Installée à Grenoble, cette affaire
gère un entrepôt, situé avenue du
Maréchal Randon, où Manu aura son bureau, et une
quinzaine de points de vente, dans l'agglomération de
Grenoble, mais aussi à Chambéry et Romans. Ce
sont des magasins d'une centaine de m2 qui vendent des produits
d'épicerie sèche, du café et des
liquides. A l'entrepôt, on met le vin en bouteilles et on
torréfie le café. Manu y est une sorte de
directeur commercial, et supervise les magasins. Manu, Mythil
et Régis s'installent à Grenoble au
4° étage (sans ascenseur) du 11 de la rue Docteur Mazet, au coin de l'avenue Felix Viallet,
dans un bel appartement de six pièces avec vue sur le Moucherotte et la
chaîne de Belledonne. C'est là que, le 22 novembre
1938, quelques mois après leur arrivée,
naît Marie-Françoise. Malheureusement, moins de
dix mois plus tard, commence
la seconde guerre mondiale. La guerre Le 2 septembre 1939 Manu est
rappelé comme sergent-chef au 28°
régiment du Génie, 95° compagnie de
radio, à la 5° DINA.
Il est affecté en Lorraine, et fera, pendant la
"drôle de guerre" une brève incursion en
territoire allemand. Après l'attaque du 10 mai, il remonte
vers le Nord et la mer, pendant que sa famille quitte Lyon pour se
replier à Saint Jean de Muzols.

§ **DONNÉES À ANALYSER**:
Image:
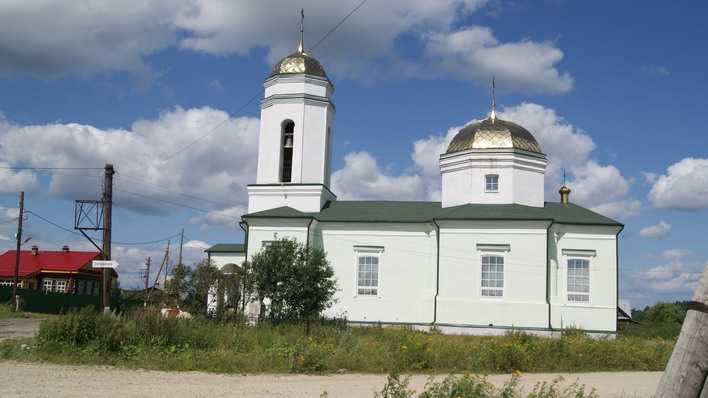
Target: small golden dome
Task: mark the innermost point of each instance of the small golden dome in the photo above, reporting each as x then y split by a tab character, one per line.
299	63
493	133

§ **TÂCHE À RÉALISER**:
Selon le texte d'étude, à quelle date naît Marie-Françoise ? Les lignes sont tirées d'une autre source que le texte d'étude.

§ **RÉPONSE**:
Le 22 novembre 1938.